Object pointing dataset rows
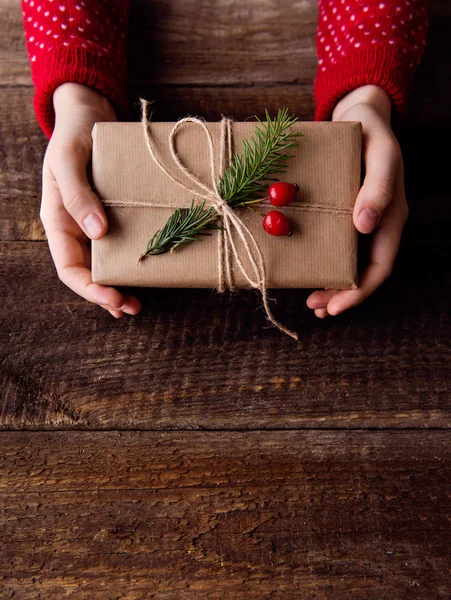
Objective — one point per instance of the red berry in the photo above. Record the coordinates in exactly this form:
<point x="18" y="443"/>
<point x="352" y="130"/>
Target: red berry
<point x="276" y="223"/>
<point x="282" y="193"/>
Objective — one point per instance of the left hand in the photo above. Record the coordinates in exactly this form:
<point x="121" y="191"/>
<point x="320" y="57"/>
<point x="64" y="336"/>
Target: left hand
<point x="380" y="206"/>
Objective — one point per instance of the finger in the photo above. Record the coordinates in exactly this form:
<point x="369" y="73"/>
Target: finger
<point x="320" y="298"/>
<point x="71" y="255"/>
<point x="382" y="162"/>
<point x="78" y="197"/>
<point x="384" y="248"/>
<point x="117" y="314"/>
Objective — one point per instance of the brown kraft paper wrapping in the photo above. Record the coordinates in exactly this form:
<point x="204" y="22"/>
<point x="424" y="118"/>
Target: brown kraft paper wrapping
<point x="322" y="252"/>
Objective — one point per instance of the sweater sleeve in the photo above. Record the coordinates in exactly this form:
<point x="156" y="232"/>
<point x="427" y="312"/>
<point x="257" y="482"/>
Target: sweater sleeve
<point x="362" y="42"/>
<point x="76" y="41"/>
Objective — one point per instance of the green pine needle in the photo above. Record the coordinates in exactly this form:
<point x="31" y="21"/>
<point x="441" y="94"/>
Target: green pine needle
<point x="183" y="226"/>
<point x="244" y="182"/>
<point x="263" y="156"/>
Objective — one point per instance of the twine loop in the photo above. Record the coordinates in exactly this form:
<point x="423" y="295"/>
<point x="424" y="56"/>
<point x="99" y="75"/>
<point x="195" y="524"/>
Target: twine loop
<point x="231" y="221"/>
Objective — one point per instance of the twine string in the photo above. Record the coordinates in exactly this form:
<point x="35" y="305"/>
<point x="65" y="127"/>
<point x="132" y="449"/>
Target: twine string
<point x="230" y="219"/>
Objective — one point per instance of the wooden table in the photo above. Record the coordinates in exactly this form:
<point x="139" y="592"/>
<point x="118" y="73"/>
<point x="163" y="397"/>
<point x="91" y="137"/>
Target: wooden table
<point x="192" y="452"/>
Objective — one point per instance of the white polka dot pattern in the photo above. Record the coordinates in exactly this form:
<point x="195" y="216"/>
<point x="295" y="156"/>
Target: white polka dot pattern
<point x="354" y="20"/>
<point x="67" y="40"/>
<point x="378" y="42"/>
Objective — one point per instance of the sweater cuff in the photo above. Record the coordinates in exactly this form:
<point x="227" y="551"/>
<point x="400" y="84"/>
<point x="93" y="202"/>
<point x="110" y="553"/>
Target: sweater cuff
<point x="392" y="73"/>
<point x="76" y="65"/>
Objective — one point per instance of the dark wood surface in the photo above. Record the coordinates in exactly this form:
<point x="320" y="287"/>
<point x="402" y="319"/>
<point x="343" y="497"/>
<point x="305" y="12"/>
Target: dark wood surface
<point x="355" y="503"/>
<point x="299" y="514"/>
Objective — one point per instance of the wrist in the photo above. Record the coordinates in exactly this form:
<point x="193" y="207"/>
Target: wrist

**GIVEN EXERCISE**
Copy the lines above exactly as they appear, but leave the pictures out of your copy.

**ANSWER TO THIS PROBLEM**
Objective — one point per instance of the red berry in the photo above. Record the coordinates in exactly this form:
<point x="18" y="443"/>
<point x="352" y="130"/>
Target: red berry
<point x="276" y="223"/>
<point x="282" y="193"/>
Objective — one point per instance of the left hand in the photo above. Record the coordinates in exactly this form:
<point x="121" y="191"/>
<point x="320" y="57"/>
<point x="64" y="336"/>
Target: left hand
<point x="380" y="206"/>
Objective — one point per instance of the finger in the photo above. Record the coordinates in exactly this form:
<point x="369" y="73"/>
Target: finger
<point x="320" y="298"/>
<point x="71" y="255"/>
<point x="382" y="162"/>
<point x="78" y="197"/>
<point x="384" y="248"/>
<point x="117" y="314"/>
Objective — one point per instance of the brown kraft paper wrapping in the photo above. Record the coordinates in exactly this form:
<point x="204" y="22"/>
<point x="424" y="118"/>
Target: brown kraft paper wrapping
<point x="322" y="252"/>
Objective — one point per instance of the sweater sleeve in the photo above. Record the coordinates in exactly this form:
<point x="156" y="232"/>
<point x="427" y="312"/>
<point x="257" y="482"/>
Target: sweater sleeve
<point x="362" y="42"/>
<point x="76" y="41"/>
Objective — one point per instance of the green pine needle in the photo above. Record the coordinates in exactly this form:
<point x="31" y="21"/>
<point x="441" y="94"/>
Target: green pine needle
<point x="183" y="226"/>
<point x="244" y="182"/>
<point x="263" y="156"/>
Objective — one point per instance of the twine loop in the photo above. Record the coordinates in exactly this form:
<point x="423" y="295"/>
<point x="424" y="56"/>
<point x="99" y="75"/>
<point x="195" y="524"/>
Target: twine loop
<point x="231" y="221"/>
Objective — one point per instance of the twine string in the photo above. Record the coordinates in exactly this form:
<point x="35" y="305"/>
<point x="65" y="127"/>
<point x="132" y="449"/>
Target: twine string
<point x="230" y="219"/>
Objective — one point per instance of the wooden table in the photo above. Record the coordinates in exactly this form:
<point x="139" y="592"/>
<point x="118" y="73"/>
<point x="163" y="397"/>
<point x="91" y="137"/>
Target: wooden table
<point x="192" y="452"/>
Objective — one point per instance of the white polka dot pattern in the photo above. Record the coordinates in exactly this form:
<point x="195" y="216"/>
<point x="295" y="156"/>
Target: white polka dot pattern
<point x="354" y="20"/>
<point x="67" y="40"/>
<point x="378" y="42"/>
Objective — one point per instance of the sweater cuff in the photo above. Record the coordinates in exactly this form:
<point x="227" y="551"/>
<point x="400" y="84"/>
<point x="93" y="202"/>
<point x="110" y="553"/>
Target: sweater cuff
<point x="392" y="73"/>
<point x="76" y="65"/>
Objective — one point per instance of the dark wood surface in the photo above. Record the coordinates in exactly this form:
<point x="320" y="287"/>
<point x="402" y="319"/>
<point x="343" y="497"/>
<point x="305" y="12"/>
Target: dark wood surface
<point x="355" y="503"/>
<point x="299" y="514"/>
Objective — one point per instance of the wrist in the photo above. Record the coordinates in exactly this form:
<point x="193" y="207"/>
Target: wrist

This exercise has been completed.